___ Material provided

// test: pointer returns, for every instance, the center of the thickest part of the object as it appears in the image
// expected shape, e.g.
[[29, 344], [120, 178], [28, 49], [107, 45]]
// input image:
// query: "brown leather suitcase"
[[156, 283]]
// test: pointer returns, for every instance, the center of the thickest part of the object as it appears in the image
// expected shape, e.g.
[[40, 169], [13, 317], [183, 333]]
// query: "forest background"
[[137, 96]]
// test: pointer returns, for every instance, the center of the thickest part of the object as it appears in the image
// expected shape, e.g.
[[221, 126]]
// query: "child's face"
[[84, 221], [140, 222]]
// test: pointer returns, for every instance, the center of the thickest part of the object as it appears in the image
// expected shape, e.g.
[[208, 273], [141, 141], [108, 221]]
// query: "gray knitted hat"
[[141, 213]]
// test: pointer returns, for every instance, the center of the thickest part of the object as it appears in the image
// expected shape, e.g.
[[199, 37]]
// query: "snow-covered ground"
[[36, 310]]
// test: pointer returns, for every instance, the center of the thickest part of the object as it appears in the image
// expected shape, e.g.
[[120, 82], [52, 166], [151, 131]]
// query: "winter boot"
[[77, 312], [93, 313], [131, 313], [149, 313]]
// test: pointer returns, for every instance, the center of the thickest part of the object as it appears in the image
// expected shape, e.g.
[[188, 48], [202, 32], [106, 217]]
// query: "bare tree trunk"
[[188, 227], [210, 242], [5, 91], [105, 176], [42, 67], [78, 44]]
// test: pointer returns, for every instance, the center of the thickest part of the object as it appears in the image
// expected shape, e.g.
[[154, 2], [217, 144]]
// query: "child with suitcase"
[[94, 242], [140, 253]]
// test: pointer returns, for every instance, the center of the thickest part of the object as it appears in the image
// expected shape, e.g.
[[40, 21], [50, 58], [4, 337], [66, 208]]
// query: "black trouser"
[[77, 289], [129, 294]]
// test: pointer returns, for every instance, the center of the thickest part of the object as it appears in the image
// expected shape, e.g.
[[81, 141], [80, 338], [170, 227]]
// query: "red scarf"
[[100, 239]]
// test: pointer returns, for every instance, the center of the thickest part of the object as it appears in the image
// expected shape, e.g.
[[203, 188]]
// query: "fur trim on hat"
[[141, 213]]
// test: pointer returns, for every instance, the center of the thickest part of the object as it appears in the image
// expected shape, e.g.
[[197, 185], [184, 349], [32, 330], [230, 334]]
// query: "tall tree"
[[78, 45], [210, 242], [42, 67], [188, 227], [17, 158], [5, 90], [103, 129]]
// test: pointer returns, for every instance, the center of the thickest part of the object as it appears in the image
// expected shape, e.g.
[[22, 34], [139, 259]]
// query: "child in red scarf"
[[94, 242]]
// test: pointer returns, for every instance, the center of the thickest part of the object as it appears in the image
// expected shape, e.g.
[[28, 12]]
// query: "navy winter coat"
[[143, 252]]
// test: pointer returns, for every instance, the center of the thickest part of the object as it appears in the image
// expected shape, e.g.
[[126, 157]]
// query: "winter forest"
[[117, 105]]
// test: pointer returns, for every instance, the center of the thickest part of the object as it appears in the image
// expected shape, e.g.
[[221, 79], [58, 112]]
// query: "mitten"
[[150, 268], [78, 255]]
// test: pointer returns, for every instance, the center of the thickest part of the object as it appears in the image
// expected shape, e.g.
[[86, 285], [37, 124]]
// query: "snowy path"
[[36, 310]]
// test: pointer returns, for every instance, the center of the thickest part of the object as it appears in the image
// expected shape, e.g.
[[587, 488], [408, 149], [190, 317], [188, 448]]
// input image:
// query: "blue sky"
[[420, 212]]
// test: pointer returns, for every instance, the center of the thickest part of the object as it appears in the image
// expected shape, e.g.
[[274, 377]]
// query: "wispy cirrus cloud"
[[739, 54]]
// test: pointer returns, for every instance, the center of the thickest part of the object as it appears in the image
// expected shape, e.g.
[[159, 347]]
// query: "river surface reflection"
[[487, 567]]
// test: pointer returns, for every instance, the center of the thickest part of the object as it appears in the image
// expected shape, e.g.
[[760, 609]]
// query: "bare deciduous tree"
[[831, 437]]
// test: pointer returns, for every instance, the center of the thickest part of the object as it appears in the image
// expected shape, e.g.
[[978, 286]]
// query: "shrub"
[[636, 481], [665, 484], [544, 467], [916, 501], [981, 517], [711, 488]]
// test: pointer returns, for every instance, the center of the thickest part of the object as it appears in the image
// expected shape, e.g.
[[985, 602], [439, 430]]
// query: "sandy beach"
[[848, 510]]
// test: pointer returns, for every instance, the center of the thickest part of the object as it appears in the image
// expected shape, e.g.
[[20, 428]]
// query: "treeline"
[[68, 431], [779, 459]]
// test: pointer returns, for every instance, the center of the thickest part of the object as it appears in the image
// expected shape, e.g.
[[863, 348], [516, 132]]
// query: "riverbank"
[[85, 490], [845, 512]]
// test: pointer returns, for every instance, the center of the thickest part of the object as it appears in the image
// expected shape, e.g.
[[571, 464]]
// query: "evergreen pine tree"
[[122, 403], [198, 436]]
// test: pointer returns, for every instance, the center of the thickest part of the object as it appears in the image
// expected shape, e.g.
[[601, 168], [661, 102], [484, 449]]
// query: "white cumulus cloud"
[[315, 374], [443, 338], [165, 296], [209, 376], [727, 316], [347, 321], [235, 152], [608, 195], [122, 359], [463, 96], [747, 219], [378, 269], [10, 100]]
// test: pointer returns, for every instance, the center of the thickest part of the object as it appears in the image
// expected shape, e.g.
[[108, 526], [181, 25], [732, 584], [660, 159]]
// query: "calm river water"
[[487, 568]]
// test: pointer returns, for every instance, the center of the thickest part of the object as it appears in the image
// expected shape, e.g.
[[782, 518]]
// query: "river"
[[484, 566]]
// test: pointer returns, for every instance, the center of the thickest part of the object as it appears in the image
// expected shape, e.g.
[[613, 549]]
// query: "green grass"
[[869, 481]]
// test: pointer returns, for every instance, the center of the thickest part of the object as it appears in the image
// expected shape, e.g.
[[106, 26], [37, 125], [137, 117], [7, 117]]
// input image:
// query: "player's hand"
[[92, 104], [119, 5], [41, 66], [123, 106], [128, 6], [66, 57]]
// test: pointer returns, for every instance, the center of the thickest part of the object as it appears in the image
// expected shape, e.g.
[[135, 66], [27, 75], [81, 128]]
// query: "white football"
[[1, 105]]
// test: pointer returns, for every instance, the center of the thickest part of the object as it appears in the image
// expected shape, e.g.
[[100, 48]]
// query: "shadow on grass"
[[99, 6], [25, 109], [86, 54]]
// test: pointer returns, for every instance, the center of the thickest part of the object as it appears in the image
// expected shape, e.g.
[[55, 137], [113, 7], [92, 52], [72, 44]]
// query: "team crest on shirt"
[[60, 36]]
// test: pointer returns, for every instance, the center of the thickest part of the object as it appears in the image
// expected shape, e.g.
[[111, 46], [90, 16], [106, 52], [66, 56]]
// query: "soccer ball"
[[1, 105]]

______

#### Problem statement:
Would you return the entries exactly as they stand?

#### Result of the exercise:
// test: pointer returns, for every instance, the center of the thickest part of the object as it appears in the image
// expected shape, e.g.
[[29, 344], [120, 178], [28, 49], [107, 45]]
// input image:
// query: "brown leather suitcase"
[[156, 283]]
// test: pointer returns, for every instance, the center of the thickest part of the object as it appears in the image
// expected shape, e.g.
[[40, 169], [13, 317], [183, 333]]
// query: "forest background"
[[137, 96]]
// test: pointer returns, for every instance, the center of the thickest part of the object as it appears in the image
// expected shape, e.g.
[[221, 126]]
// query: "child's face"
[[84, 221], [140, 222]]
// test: pointer returns, for every instance, the center of the thickest part of the object as it appears in the image
// expected shape, e.g.
[[208, 273], [141, 141], [108, 221]]
// query: "gray knitted hat"
[[141, 213]]
// test: pointer returns, for every instance, the center of the thickest part of the object as it appears in the image
// expected shape, e.g.
[[199, 37]]
// query: "snow-covered ground"
[[36, 310]]
// test: pointer returns, for every instance, the center of the thickest part of the object as it appears in the image
// expected shape, e.g.
[[120, 82], [52, 166], [151, 131]]
// query: "winter boot"
[[77, 312], [93, 313], [131, 313], [149, 313]]
// test: pointer returns, for every instance, the center of the thickest part of the object as it appears in the image
// expected shape, e.g.
[[188, 48], [202, 32], [106, 217]]
// query: "bare tree trunk"
[[188, 227], [210, 242], [5, 91], [105, 176], [42, 67], [78, 44]]
// test: pointer returns, for every instance, the center of the thickest part of the object as it appears in the image
// expected shape, e.g.
[[154, 2], [217, 144]]
// query: "child with suitcase"
[[94, 242], [140, 253]]
// test: pointer returns, for every instance, the center of the thickest part of the object as it appears in the image
// expected shape, e.g.
[[40, 21], [50, 58], [4, 337], [66, 208]]
// query: "black trouser"
[[77, 289], [129, 294]]
// test: pointer returns, for every instance, the center of the thickest part of the object as it appears in the image
// expected shape, e.g.
[[81, 141], [80, 338], [170, 227]]
// query: "red scarf"
[[100, 239]]
// test: pointer returns, for every instance, the center of the thickest part of the object as it appears in the image
// expected shape, e.g.
[[203, 188]]
// query: "fur trim on hat"
[[141, 213]]
// test: pointer returns, for every instance, the center of the thickest part of the object as it appears in the image
// expected shape, e.g.
[[197, 185], [184, 349], [32, 330], [230, 334]]
// query: "tall tree"
[[78, 45], [210, 242], [42, 67], [188, 227], [17, 158], [5, 90], [103, 129]]
// test: pointer returns, for every instance, the center of the thickest part of the object as it appears in the image
// expected shape, e.g.
[[22, 34], [139, 259]]
// query: "child in red scarf"
[[94, 242]]
// test: pointer returns, for every instance, the center of the thickest part of the object as it appears in the image
// expected shape, e.g.
[[28, 12]]
// query: "navy winter coat"
[[143, 252]]
// test: pointer returns, for every instance, the center of the thickest part of the object as it appears in the image
// expected shape, e.g.
[[126, 157]]
// query: "winter forest"
[[117, 105]]
// test: pointer returns, for every instance, the center of the thickest part of the object as it appears in the image
// expected shape, e.g.
[[221, 79], [58, 112]]
// query: "mitten"
[[150, 268], [78, 255]]
// test: pointer returns, for every instance, the center of the thickest part of the object as it appears in the image
// expected shape, e.g.
[[86, 285], [37, 124]]
// query: "snowy path"
[[36, 310]]
// test: pointer returns, for every instance, the center of the thickest part of the object as it appears in the image
// expected shape, e.g.
[[587, 488], [408, 149], [190, 317], [188, 448]]
// input image:
// query: "blue sky"
[[420, 212]]
// test: pointer returns, for every instance, the center of the thickest part of the object as it appears in the image
// expected shape, e.g.
[[274, 377]]
// query: "wispy cirrus cloud"
[[739, 54]]
// test: pointer returns, for every instance, the center of the thickest part of the object as it appears in the image
// expected shape, e.g.
[[159, 347]]
// query: "river surface reflection"
[[487, 567]]
// test: pointer returns, for every instance, the center of the thickest part of the object as it appears in the image
// expected shape, e.g.
[[760, 609]]
// query: "bare deciduous tree"
[[831, 437]]
// test: pointer returns, for every instance, the center of the thickest part of the object as it appears in the image
// expected shape, e.g.
[[978, 286]]
// query: "shrub"
[[636, 481], [665, 484], [544, 467], [916, 501], [981, 517], [711, 488]]
// test: pointer returns, for every instance, the center of the thickest part of the object as it appears in the image
// expected shape, e.g.
[[985, 602], [439, 430]]
// query: "sandy beach"
[[848, 510]]
// test: pointer returns, for every instance, the center of the thickest part of the object as it appears in the image
// expected shape, e.g.
[[20, 428]]
// query: "treeline"
[[68, 431], [779, 459]]
// test: pointer returns, for every instance, the center of the thickest part of the object as it appears in the image
// expected shape, e.g.
[[863, 348], [516, 132]]
// query: "riverbank"
[[85, 490], [845, 512]]
// test: pointer returns, for every instance, the center of the thickest part of the object as it appears in the image
// expected shape, e.g.
[[571, 464]]
// query: "evergreen pine tree"
[[122, 403], [198, 436]]
// test: pointer returns, for every instance, the center of the thickest part of the object as it appears in the image
// expected shape, e.g.
[[601, 168], [661, 102], [484, 449]]
// query: "white cumulus cloud"
[[315, 374], [443, 338], [165, 296], [209, 376], [727, 316], [347, 321], [235, 152], [608, 195], [122, 359], [463, 96], [747, 219], [378, 269], [10, 100]]
// test: pointer returns, for every instance, the center of the thickest part of the object as it appears in the image
// expected shape, e.g.
[[108, 526], [181, 25], [732, 584], [660, 159]]
// query: "calm river water"
[[487, 568]]
// test: pointer returns, for every instance, the center of the thickest part of the object as it appears in the image
// expected shape, e.g.
[[782, 518]]
// query: "river"
[[484, 566]]
// test: pointer returns, for every instance, the center of the thickest part of the object as it appears in the image
// expected shape, e.g.
[[613, 549]]
// query: "green grass"
[[869, 481]]
// test: pointer returns, for every instance, the center of the thickest part of the object as it appears in the image
// expected shape, e.g.
[[106, 26], [37, 125], [137, 117], [7, 117]]
// input image:
// query: "player's hand"
[[92, 104], [119, 5], [41, 66], [123, 106], [128, 6], [66, 57]]
// test: pointer returns, for every instance, the center of the thickest part of the object as it appears in the image
// expected shape, e.g.
[[135, 66], [27, 75], [81, 128]]
// query: "white football"
[[1, 105]]
// test: pointer returns, for every instance, the center of the thickest part of the object as it appears in the image
// expected shape, e.g.
[[100, 48]]
// query: "shadow on grass"
[[99, 6], [25, 109], [86, 54]]
// test: pointer returns, for every instance, the center of the thickest part of the object as it appears in the image
// expected shape, e.g.
[[55, 137], [113, 7], [92, 52], [72, 44]]
// query: "team crest on shirt"
[[60, 36]]
// test: pointer returns, for every instance, the center of the thickest part of the object as it appears in the image
// expected shape, e.g.
[[111, 46], [90, 16], [106, 52], [66, 56]]
// query: "soccer ball"
[[1, 105]]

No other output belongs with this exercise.